- **How to complete this task**
Write out, word for word, the part of the Ford Pier interview below that begins at the words "Vancouver, BC-based musician, Ford" and stops after "to our readers?".

- **Excerpt to read**
**********

Vancouver, BC-based musician, Ford Pier recently released his album, Gormful In Maya. Although he has released six solo albums, two more with his band, The Vengeance Trio, and another with his string quartet, Strength of Materials, Gormful In Maya is a (mostly) solo singer-songwriter record, representative of the touring he’s been doing on his own through Europe more and more over the last couple of years.
Check out “Donatism” from his album below, and find out more about Ford Pier via our Five Questions With segment.
Care to introduce yourself to our readers?
Ford Pier, musician and entertainer. The pleasure is mine.
Tell us a bit about your music and writing style.
I’m an eclectic and a melodist. I favour nested rhymes and upside-down rhythms and clashing hues. My lyrics are hilarious and trenchant. Grandparents recite them to misbehaving children. There’s something like thirteen hours of recorded and released music I’ve written – which seems rather paltry for having been generated over twenty-five years – and within that span you’ll hear hardcore punk, string quartets, country, r&b, noise, and what I used to like to call “The kind of pop you hear before knee surgery,” very often more than one within the same song. Viewed from above, this appears not as a patchwork, but as an undulating surface which catches the light in different ways depending on the time of the day. On the newest record, I decided to branch out and go crazy and do a vocals-and-guitar singer-songwriter album.
How have you been keeping creative during the Pandemic?

**********

[Collection entries]
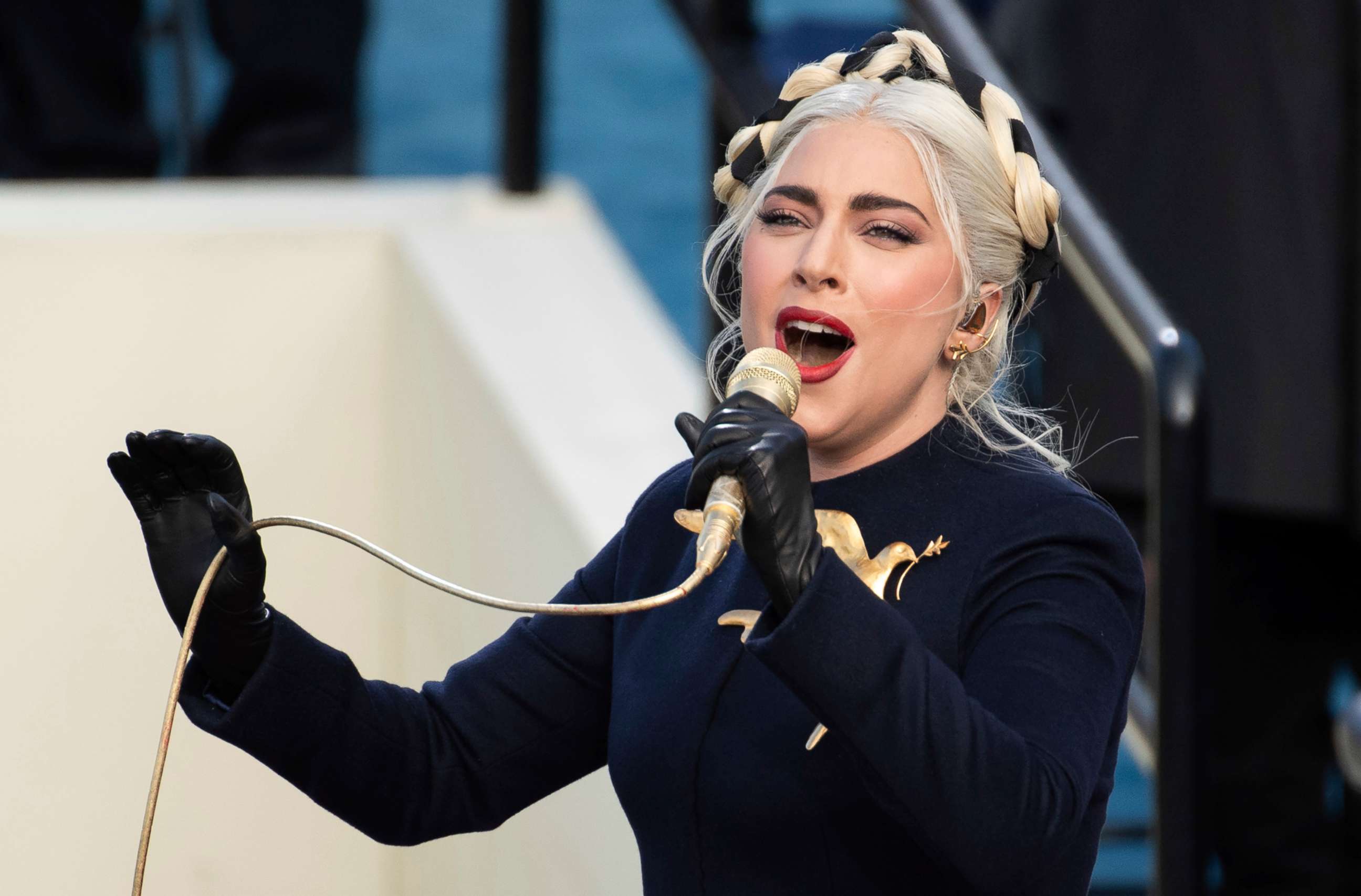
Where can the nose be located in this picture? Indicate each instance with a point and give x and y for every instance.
(819, 266)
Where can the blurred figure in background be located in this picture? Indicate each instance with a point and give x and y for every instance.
(72, 90)
(1220, 141)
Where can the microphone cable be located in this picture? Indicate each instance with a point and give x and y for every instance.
(767, 372)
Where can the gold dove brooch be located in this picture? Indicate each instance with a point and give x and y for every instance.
(842, 533)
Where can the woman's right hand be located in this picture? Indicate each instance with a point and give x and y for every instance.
(191, 499)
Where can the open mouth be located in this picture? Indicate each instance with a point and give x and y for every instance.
(817, 342)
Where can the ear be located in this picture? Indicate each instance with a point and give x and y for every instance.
(973, 332)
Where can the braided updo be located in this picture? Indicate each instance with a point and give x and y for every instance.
(983, 174)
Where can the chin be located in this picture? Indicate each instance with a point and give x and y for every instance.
(819, 420)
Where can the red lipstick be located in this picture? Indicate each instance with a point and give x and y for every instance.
(821, 372)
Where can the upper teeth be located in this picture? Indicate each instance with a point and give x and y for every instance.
(814, 328)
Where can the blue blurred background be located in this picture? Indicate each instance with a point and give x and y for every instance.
(625, 108)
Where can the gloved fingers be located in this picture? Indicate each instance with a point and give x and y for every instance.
(723, 460)
(752, 402)
(164, 482)
(169, 448)
(135, 486)
(245, 556)
(689, 427)
(219, 462)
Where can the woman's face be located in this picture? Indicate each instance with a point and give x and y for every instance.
(850, 236)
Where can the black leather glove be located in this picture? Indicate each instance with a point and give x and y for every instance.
(749, 438)
(191, 499)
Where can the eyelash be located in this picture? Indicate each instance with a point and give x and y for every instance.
(891, 231)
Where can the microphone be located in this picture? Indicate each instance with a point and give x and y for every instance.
(773, 376)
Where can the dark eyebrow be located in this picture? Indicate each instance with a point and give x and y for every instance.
(859, 203)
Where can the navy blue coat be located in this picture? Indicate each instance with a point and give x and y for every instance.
(973, 724)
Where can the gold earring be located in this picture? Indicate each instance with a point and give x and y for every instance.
(960, 350)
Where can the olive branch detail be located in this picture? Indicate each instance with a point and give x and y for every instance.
(933, 550)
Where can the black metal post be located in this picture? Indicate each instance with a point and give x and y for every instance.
(1180, 826)
(522, 96)
(1169, 365)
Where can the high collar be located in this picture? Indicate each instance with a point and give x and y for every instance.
(945, 438)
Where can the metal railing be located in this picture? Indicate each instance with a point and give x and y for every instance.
(1164, 702)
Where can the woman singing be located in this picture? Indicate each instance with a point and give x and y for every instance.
(891, 229)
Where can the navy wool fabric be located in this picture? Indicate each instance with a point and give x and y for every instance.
(973, 724)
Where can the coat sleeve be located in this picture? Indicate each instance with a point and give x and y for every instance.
(507, 726)
(994, 767)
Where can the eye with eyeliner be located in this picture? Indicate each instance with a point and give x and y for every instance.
(780, 218)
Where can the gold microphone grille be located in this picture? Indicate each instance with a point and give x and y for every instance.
(773, 374)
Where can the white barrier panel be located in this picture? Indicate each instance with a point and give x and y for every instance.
(387, 356)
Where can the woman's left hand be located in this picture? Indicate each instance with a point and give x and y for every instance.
(749, 438)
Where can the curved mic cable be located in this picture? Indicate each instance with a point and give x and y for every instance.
(766, 372)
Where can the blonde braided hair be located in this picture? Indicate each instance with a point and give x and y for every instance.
(1015, 247)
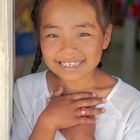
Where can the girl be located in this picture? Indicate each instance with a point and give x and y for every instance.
(74, 99)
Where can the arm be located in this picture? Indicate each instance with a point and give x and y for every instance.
(132, 131)
(20, 129)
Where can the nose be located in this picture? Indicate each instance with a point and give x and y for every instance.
(68, 46)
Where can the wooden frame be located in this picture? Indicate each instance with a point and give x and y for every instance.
(6, 66)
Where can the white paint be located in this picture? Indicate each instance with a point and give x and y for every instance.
(129, 49)
(6, 66)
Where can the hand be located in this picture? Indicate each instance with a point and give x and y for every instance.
(63, 111)
(80, 132)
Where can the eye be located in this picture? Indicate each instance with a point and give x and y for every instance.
(52, 36)
(84, 34)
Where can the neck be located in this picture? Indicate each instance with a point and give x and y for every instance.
(84, 84)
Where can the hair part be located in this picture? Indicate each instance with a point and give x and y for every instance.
(104, 18)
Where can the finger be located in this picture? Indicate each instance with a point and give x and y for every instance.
(86, 120)
(81, 95)
(91, 112)
(89, 102)
(58, 92)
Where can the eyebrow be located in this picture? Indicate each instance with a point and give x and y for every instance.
(83, 25)
(50, 26)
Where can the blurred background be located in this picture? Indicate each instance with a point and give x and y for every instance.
(122, 59)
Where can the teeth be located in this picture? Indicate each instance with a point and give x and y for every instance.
(70, 64)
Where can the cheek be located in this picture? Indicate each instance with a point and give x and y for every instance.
(93, 52)
(48, 51)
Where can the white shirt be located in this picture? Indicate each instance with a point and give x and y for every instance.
(121, 120)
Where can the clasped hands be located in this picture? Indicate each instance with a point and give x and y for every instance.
(73, 114)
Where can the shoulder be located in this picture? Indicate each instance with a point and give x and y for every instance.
(129, 92)
(32, 86)
(125, 98)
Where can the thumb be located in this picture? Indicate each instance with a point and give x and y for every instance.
(58, 92)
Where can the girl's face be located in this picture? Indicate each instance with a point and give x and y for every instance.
(71, 40)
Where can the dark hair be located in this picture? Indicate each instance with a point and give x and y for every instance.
(102, 7)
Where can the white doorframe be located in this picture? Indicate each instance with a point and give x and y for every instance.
(6, 66)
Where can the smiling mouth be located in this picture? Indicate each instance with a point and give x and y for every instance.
(73, 64)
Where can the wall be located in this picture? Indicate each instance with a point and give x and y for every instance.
(6, 66)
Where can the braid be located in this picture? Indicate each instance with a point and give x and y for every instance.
(37, 60)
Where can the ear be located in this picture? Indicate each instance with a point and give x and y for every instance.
(107, 36)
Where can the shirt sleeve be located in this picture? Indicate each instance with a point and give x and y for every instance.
(20, 129)
(132, 131)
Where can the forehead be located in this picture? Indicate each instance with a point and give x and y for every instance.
(68, 10)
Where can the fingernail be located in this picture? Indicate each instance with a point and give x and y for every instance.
(104, 100)
(93, 94)
(103, 110)
(51, 93)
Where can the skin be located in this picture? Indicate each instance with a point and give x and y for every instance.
(68, 33)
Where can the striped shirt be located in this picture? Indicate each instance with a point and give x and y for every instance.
(121, 121)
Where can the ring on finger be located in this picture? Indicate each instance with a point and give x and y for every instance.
(83, 111)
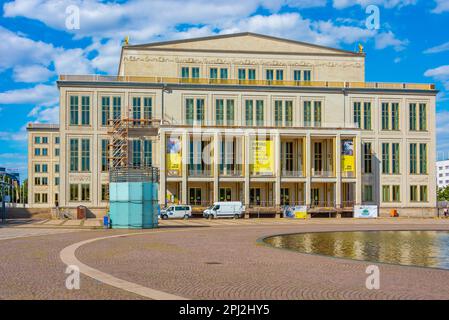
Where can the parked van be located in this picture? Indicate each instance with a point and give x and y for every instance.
(233, 209)
(177, 212)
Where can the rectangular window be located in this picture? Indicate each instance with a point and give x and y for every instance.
(137, 153)
(307, 113)
(85, 192)
(385, 113)
(367, 116)
(395, 116)
(297, 75)
(189, 111)
(85, 111)
(249, 115)
(147, 108)
(104, 155)
(386, 193)
(422, 117)
(116, 107)
(200, 111)
(423, 158)
(413, 193)
(219, 112)
(74, 192)
(357, 115)
(413, 158)
(367, 193)
(396, 193)
(395, 158)
(74, 155)
(230, 112)
(317, 113)
(412, 116)
(423, 193)
(85, 155)
(385, 158)
(147, 153)
(213, 73)
(259, 113)
(223, 73)
(73, 110)
(105, 105)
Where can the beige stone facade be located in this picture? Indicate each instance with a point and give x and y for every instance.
(215, 95)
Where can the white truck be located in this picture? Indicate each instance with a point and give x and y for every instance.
(231, 209)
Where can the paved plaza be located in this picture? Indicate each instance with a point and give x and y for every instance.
(203, 259)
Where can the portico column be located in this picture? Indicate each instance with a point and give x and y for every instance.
(216, 164)
(185, 154)
(358, 170)
(162, 172)
(308, 156)
(277, 163)
(338, 171)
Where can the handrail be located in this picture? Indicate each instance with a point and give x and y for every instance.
(208, 81)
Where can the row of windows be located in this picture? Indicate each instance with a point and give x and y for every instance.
(81, 192)
(254, 112)
(390, 117)
(391, 158)
(246, 73)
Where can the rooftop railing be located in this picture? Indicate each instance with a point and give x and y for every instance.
(208, 81)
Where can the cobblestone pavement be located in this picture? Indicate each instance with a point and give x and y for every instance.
(218, 259)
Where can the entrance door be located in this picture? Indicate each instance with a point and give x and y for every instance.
(225, 194)
(254, 196)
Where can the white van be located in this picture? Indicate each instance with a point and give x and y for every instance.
(177, 212)
(233, 209)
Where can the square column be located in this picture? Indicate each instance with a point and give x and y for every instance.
(308, 169)
(162, 172)
(338, 171)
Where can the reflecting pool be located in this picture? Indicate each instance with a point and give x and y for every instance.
(414, 248)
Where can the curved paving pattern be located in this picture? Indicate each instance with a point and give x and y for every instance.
(223, 261)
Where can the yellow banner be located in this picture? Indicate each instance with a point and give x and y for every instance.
(263, 157)
(174, 156)
(347, 156)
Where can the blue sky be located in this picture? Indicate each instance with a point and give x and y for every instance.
(411, 45)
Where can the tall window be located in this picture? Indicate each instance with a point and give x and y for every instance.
(423, 158)
(137, 153)
(395, 116)
(85, 155)
(147, 153)
(249, 112)
(367, 115)
(357, 114)
(74, 110)
(74, 154)
(395, 158)
(385, 158)
(104, 155)
(105, 103)
(307, 113)
(413, 158)
(367, 158)
(422, 117)
(412, 116)
(85, 110)
(385, 113)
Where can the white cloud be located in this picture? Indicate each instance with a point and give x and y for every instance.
(437, 49)
(38, 94)
(442, 6)
(31, 73)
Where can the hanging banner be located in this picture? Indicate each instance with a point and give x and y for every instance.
(263, 157)
(365, 212)
(174, 156)
(347, 156)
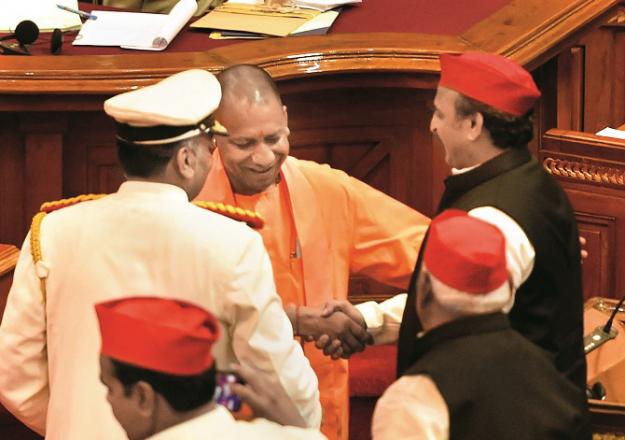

**********

- **Solution for this problem**
Vancouver, BC-based musician, Ford Pier recently released his album, Gormful In Maya. Although he has released six solo albums, two more with his band, The Vengeance Trio, and another with his string quartet, Strength of Materials, Gormful In Maya is a (mostly) solo singer-songwriter record, representative of the touring he’s been doing on his own through Europe more and more over the last couple of years.
Check out “Donatism” from his album below, and find out more about Ford Pier via our Five Questions With segment.
Care to introduce yourself to our readers?